> _The exercise_
Arrange the items below as a two-column CSV with the header columns "item_text" and "answer", one row per item. Put each item's full text and its answer in a single quoted field each, replacing every line break with a space.

Point-based annotation data:

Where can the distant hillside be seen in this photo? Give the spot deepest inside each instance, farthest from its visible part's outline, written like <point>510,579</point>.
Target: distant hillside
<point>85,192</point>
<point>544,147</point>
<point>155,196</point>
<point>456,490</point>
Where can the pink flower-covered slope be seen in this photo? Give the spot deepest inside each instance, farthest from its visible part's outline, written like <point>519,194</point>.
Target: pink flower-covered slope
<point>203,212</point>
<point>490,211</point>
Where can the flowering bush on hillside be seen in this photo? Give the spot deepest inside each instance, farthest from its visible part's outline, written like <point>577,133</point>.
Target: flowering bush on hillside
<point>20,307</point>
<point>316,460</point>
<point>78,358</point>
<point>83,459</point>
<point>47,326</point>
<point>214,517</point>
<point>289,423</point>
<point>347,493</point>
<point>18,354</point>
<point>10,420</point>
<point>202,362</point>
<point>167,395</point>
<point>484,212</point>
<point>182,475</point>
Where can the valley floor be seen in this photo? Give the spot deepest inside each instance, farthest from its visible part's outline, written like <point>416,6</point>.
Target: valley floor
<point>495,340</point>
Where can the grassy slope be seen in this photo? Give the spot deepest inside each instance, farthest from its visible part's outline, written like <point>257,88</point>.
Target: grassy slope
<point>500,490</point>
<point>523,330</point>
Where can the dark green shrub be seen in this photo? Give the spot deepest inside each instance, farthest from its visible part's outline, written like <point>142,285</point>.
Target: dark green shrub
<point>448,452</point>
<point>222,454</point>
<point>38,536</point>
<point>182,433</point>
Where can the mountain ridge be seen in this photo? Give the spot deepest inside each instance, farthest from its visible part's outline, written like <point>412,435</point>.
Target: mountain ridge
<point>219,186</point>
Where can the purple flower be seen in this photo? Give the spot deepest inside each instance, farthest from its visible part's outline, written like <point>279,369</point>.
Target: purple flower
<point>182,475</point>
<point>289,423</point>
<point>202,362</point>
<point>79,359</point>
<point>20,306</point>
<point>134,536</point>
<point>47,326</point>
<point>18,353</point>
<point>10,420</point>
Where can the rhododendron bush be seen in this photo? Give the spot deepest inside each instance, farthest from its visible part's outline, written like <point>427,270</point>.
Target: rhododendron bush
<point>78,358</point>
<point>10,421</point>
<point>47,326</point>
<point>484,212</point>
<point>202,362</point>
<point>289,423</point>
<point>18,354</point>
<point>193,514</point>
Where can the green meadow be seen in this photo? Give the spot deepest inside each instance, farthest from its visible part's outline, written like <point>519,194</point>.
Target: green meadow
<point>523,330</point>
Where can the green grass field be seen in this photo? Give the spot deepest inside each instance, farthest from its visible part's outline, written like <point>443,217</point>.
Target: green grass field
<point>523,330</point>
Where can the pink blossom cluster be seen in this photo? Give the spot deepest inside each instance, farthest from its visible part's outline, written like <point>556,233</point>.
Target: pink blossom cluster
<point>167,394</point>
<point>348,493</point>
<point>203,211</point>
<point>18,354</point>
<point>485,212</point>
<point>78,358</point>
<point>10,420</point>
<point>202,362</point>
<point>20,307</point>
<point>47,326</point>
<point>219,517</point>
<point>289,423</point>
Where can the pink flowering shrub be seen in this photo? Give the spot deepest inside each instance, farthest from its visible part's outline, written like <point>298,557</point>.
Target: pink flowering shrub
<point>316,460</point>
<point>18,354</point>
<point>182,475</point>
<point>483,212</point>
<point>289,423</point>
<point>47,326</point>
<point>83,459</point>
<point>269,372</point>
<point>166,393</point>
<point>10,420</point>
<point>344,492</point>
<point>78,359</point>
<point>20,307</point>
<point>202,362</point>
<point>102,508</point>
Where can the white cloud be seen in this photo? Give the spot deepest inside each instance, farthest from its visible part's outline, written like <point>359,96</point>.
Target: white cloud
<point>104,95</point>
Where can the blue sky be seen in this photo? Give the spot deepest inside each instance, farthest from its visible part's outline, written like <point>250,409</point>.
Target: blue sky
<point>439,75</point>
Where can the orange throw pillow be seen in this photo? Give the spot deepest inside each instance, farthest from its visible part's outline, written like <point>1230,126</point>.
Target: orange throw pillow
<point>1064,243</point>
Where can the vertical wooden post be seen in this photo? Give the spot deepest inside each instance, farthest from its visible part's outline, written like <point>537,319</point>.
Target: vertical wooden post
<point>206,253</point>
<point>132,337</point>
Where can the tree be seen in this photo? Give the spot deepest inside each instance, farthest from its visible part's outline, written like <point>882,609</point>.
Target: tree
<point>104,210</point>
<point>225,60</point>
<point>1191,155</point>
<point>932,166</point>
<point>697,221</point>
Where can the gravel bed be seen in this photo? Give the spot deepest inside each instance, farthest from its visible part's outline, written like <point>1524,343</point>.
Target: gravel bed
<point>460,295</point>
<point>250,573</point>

> _Result_
item_text,answer
"Where can the distant hillside be seen in this photo? Give the spot deepest inside each instance, farthest from its visible part's outline, written like <point>510,579</point>. Target: distant hillside","<point>85,192</point> <point>544,147</point> <point>155,196</point> <point>456,490</point>"
"Where can the pink flower-covered slope be seen in this photo? Give the spot deepest inside each instance, farthest from its visible part's outline, written like <point>519,194</point>. Target: pink flower-covered slope","<point>203,212</point> <point>490,211</point>"
"Where can the flowering bush on hillside be seen in this photo? Give the spot deepest inside each instance, farthest from its visible part's outline, written like <point>577,133</point>. Target: flowering bush on hillside","<point>20,307</point> <point>316,460</point> <point>78,358</point> <point>83,459</point> <point>47,326</point> <point>214,517</point> <point>289,423</point> <point>347,493</point> <point>18,354</point> <point>10,420</point> <point>202,362</point> <point>167,395</point> <point>484,212</point> <point>182,475</point>"
"Where can the valley floor be seen in this photo? Give the spot deepest inside each instance, farthest from its visible part's outline, written like <point>416,6</point>. Target: valley floor","<point>495,340</point>"
"Where can the grassy slope be seen in this photo? Give the spot deepest inside each instance, farthest from its visible part's outline, written like <point>257,88</point>. Target: grassy slope","<point>500,490</point> <point>523,330</point>"
"Where can the dark green shrub be seen in this photo? Give the spot deepest inside each instance, farthest from its visible part's outline, written like <point>142,285</point>. Target: dark green shrub","<point>448,452</point> <point>222,454</point> <point>38,536</point> <point>182,433</point>"
"Where can the mountain ridge be seen in this photo? Give the spot deepest inside each instance, farthest from its visible part's outline, written like <point>412,435</point>. Target: mountain ridge","<point>219,186</point>"
"Where can the purple flower be seen in this photo? Give the spot deepest inside each instance, farthest from its visible part's outline, written like <point>279,369</point>. Target: purple flower","<point>182,475</point> <point>289,423</point> <point>202,362</point> <point>79,359</point> <point>20,306</point> <point>134,536</point> <point>47,326</point> <point>18,353</point> <point>10,420</point>"
"Where can the rhododendron bush be seen in this photo? Give the spot deepest inside each instance, farthest from its visible part's outline, written like <point>427,270</point>. Target: rhododendron bush","<point>78,358</point> <point>10,421</point> <point>47,326</point> <point>484,212</point> <point>202,362</point> <point>289,423</point> <point>18,354</point> <point>193,514</point>"
"Where can the green meadow be seen in this photo? Give the spot deepest inside each instance, farthest from its visible part's outline, written like <point>519,194</point>. Target: green meadow","<point>523,330</point>"
"Where can the green grass field be seen in this photo? Give the spot deepest inside each instance, farthest from its visible part's outline, written like <point>443,217</point>. Target: green grass field","<point>523,330</point>"
"Where can the pink blossom cluster be seen in this photo? Give the spot deepest inside each instance, farthest from its visible part's outline, written like <point>556,233</point>. Target: pink blossom cluster","<point>167,394</point> <point>348,493</point> <point>203,211</point> <point>18,354</point> <point>485,212</point> <point>78,358</point> <point>10,420</point> <point>202,362</point> <point>20,307</point> <point>47,326</point> <point>219,517</point> <point>289,423</point>"
"Where can the pink flowering shrub be seen in this photo? Give the spot deepest inside each instance, farthest from its visible part's outline, written like <point>298,557</point>. Target: pink flowering shrub","<point>316,460</point> <point>18,354</point> <point>182,475</point> <point>483,212</point> <point>289,423</point> <point>47,326</point> <point>83,459</point> <point>269,372</point> <point>166,393</point> <point>10,420</point> <point>344,492</point> <point>78,359</point> <point>20,307</point> <point>202,362</point> <point>102,508</point>"
"Where can the white cloud be seen in this photo? Give the spot deepest inside each instance, farthest from its visible part's outline, written like <point>359,96</point>. Target: white cloud","<point>104,95</point>"
"Where can the blue sky be seen in this photo? Give the spot deepest inside each instance, farthest from its visible part's outline, written like <point>250,409</point>. Target: blue sky","<point>439,75</point>"
"Where can the orange throw pillow be seen in this photo? Give the spot deepest inside each instance, farthest from its visible part's outline, written like <point>1230,126</point>. Target: orange throw pillow","<point>1064,243</point>"
"Where can the vertical wooden post be seen in this photo? Give the spot deepest inside each instance, farthest from its visible part's outline, written like <point>537,319</point>. Target: vertical wooden post","<point>206,253</point> <point>132,337</point>"
"Where can the tree be seen in this photo? Give the spot deepest inside each instance, farthest from its visible part's outline, written like <point>882,609</point>. Target: tree","<point>104,210</point> <point>225,60</point> <point>1191,155</point> <point>932,166</point> <point>697,221</point>"
"Where can the gravel bed be seen in this photo? Give the spot deepest inside each instance, farthest from its visible part's outline, written like <point>1524,343</point>. Target: gravel bed","<point>460,295</point> <point>250,573</point>"